● Exercise task:
Give back every one of the rows below word for word, changing nothing and leaving nothing out.

#### Data listing

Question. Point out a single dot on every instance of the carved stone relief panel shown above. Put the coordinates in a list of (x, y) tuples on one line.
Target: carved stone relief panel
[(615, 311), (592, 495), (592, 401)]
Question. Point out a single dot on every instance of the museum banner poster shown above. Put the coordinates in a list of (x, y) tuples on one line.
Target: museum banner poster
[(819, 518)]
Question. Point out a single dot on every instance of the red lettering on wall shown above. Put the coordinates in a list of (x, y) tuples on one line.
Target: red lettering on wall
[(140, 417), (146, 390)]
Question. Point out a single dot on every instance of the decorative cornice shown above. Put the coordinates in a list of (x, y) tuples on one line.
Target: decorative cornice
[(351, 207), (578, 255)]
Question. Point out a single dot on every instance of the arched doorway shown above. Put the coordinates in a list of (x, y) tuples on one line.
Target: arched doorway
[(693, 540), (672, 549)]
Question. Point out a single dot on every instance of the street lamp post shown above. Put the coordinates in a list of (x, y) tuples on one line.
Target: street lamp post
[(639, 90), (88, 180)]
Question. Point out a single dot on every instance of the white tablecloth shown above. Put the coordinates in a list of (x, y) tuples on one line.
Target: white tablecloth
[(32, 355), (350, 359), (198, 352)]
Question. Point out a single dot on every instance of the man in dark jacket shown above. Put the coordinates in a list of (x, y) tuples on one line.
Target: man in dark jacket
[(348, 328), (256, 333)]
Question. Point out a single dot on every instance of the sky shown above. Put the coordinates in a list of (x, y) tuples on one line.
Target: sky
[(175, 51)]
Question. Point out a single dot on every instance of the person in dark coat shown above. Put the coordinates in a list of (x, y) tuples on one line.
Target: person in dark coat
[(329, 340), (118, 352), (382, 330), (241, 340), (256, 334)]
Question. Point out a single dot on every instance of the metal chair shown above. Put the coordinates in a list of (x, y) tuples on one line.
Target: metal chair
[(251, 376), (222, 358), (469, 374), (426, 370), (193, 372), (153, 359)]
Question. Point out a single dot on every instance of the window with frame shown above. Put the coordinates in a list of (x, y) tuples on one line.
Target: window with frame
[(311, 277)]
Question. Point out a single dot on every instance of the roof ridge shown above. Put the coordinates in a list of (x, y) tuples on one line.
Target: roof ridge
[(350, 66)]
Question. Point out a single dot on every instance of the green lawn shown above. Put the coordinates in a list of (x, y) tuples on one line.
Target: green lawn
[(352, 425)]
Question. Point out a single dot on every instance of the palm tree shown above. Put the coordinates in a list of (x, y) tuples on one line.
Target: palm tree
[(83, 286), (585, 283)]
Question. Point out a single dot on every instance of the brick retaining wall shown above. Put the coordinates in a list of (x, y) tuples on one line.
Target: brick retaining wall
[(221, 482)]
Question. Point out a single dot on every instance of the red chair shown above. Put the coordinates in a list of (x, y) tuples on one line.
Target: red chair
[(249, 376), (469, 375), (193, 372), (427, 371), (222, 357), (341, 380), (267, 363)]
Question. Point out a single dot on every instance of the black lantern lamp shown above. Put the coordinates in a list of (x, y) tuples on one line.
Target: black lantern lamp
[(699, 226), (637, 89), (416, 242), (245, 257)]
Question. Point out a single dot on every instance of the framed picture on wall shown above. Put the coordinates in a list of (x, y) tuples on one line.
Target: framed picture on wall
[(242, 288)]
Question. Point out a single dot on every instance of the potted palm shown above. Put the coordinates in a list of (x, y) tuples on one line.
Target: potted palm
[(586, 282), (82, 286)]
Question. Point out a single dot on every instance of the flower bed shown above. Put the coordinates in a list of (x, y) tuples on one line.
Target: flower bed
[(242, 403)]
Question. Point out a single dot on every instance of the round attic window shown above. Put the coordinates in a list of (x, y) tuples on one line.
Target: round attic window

########

● Answer to the problem:
Question. Point out a single dot on every instance of the carved stone relief panel shown above. Put the coordinates in a list of (x, y) tuples on one line.
Target: carved stone relief panel
[(615, 311), (592, 495), (592, 401)]
Question. Point out a single dot on every instance of the museum banner poster shown above. Put the coordinates in a list of (x, y) tuples on one line.
Target: museum banner poster
[(819, 518)]
Question. Point out a single dot on every instance of the red lettering on wall shown above. Put the coordinates in a list of (x, y) tuples on one line.
Target: red lettering on wall
[(140, 417), (146, 390)]
Question. Point out a single dot on every instance of the decorative cornice shown above. Put the coordinates in a list of (x, y) tuples on one line.
Target: decorative cornice
[(351, 207), (578, 255)]
Question. Point out a single dot on every instance of the arched doorway shown above. Put the coordinates in a list of (x, y) tuples on one line.
Target: arched doorway
[(693, 540), (672, 549)]
Question. Point out a single dot on every instance of the street lamp post shown above. Put the coordinates in a list of (x, y) tuples on one line.
Target: street lamp post
[(639, 90), (88, 180)]
Question. Point out a single dot on every instance of the white tablecloth shown above. Put the coordinates in a list of (x, y) tuples on one line.
Target: white tablecloth
[(32, 355), (350, 359), (198, 352)]
Question. Point out a single dot on every instance of the man in dark jacket shown above. Put the coordinates in a list of (x, y) tuples on one line.
Target: man in dark jacket
[(348, 328), (256, 333)]
Question. Point out a single dot on every instance of the sky shown above. Put the coordinates in a list of (x, y) tuples on one line.
Target: sky
[(175, 51)]
Question. Point out a single dot on every instance of the person in dark coat shown above. Put the coordinates in a list of (x, y) tuples on one line.
Target: person in dark coat
[(329, 340), (118, 352), (382, 330), (241, 340), (256, 334)]
Question. Point out a single dot on every instance of the metal chair shown above. Put the coordinates in a list of (x, y) tuples on one line.
Target: metal chair
[(251, 376), (222, 358), (469, 374), (426, 370), (193, 372), (153, 359)]
Question. Point out a single dot on every instance of the window with frame shown above. Put the coordinates in a list of (x, y) tuples on one line.
Target: window with frame
[(311, 277)]
Question. Point out a single dot on every instance of the roof ridge shown above. Put the coordinates in a list of (x, y) tuples on one line.
Target: roof ridge
[(350, 66)]
Question. Point out a single dot on every instance of the green lawn shown above. Put the coordinates in a list of (x, y) tuples on one line.
Target: green lawn
[(352, 425)]
Question. Point out a single dot on every instance of the palm tree shown above. Put the coordinates in a list of (x, y) tuples on one line.
Target: palm tree
[(83, 286), (585, 283)]
Question. Point out a single dot on every instance of the brick retaining wall shown above. Put the coordinates in a list of (x, y) tuples on one line.
Target: brick retaining wall
[(221, 482)]
Question. Point out a single dot on every instance of the red chair shown above. Put the coordinates in a list of (x, y) tuples on one line.
Target: red chair
[(249, 376), (469, 375), (193, 372), (427, 371), (222, 357), (341, 380), (267, 363)]
Question. Point out a single dot on every instance of the black lantern lamp shown above. Put the coordinates in a list of (x, y) tuples on one line.
Target: black lantern lamp
[(699, 226), (637, 89), (416, 242), (245, 257)]
Question. Point out a single dot on every instance of the framed picture on wall shown above. Put the coordinates in a list of (x, y) tuples on one line.
Target: framed picture on wall
[(242, 288)]
Question. Point out a single dot on every instance of the potted palm shown above. Put the coordinates in a list of (x, y) tuples on one line.
Target: potted palm
[(586, 282), (82, 286)]
Question. Point out a single dot on every instance of the flower bed shown above. Put the coordinates in a list of (x, y) tuples on one line.
Target: flower bed
[(242, 403)]
Question. Point out a single dot on every instance of the round attic window shown above. Put the coordinates in a list of (x, y) tuples on one line.
Target: round attic window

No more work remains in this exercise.